→ **Set task**: Every line from the one containing "find the dirt path in the photo above" to the final line of the material below must be reproduced exactly; leave out all other lines.

-------- Extracted data

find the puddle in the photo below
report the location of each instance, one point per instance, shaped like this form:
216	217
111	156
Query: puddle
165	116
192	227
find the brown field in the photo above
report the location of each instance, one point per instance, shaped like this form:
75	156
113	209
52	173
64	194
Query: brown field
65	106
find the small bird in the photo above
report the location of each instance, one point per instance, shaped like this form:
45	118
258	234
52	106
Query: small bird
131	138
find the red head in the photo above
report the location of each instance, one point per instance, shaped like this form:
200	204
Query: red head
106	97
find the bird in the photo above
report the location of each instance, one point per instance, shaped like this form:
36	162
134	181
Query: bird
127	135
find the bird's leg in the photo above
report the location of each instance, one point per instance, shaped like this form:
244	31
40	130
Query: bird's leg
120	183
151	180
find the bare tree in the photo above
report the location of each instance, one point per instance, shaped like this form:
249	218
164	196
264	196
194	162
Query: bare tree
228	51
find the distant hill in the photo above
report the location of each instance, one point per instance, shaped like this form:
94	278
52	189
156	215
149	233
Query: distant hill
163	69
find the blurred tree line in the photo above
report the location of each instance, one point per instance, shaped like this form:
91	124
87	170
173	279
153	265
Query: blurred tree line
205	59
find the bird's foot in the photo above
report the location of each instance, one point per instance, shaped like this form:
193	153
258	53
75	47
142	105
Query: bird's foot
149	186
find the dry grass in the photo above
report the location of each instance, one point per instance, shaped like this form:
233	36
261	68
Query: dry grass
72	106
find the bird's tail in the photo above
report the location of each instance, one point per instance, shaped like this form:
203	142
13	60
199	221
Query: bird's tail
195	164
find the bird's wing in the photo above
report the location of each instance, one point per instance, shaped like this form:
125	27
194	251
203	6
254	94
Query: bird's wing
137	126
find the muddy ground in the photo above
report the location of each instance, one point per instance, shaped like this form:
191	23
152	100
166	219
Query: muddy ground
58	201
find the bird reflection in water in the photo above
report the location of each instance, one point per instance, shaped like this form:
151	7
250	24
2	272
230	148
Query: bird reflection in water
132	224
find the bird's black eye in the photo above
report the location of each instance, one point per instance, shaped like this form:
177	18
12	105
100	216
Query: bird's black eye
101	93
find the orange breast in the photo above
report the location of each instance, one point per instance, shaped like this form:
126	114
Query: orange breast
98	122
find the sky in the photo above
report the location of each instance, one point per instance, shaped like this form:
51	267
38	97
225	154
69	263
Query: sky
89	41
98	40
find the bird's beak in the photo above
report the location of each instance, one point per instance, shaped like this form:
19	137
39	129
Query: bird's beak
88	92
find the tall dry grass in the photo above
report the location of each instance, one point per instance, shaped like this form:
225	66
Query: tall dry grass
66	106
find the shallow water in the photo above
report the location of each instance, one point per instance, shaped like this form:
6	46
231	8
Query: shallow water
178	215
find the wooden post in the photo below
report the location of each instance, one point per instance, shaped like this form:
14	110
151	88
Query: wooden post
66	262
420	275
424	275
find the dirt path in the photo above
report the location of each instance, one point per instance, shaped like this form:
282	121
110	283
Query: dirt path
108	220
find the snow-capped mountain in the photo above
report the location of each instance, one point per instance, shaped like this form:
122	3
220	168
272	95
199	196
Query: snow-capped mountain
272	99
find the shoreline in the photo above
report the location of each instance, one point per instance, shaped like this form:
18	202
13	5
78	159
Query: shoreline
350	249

----------------

→ **Answer in full**:
find the dirt path in the photo above
report the location of each instance, one point per instance, shaped like this form:
282	121
110	283
Query: dirt path
108	220
find the snow-capped mountain in the photo above
report the location of each instance, one point per instance, shaped like this form:
122	3
220	168
272	95
199	196
Query: snow-capped mountain
272	99
find the shoreline in the photo above
report the location of each instance, one point per instance, shaped like this form:
18	202
13	5
78	159
Query: shoreline
350	249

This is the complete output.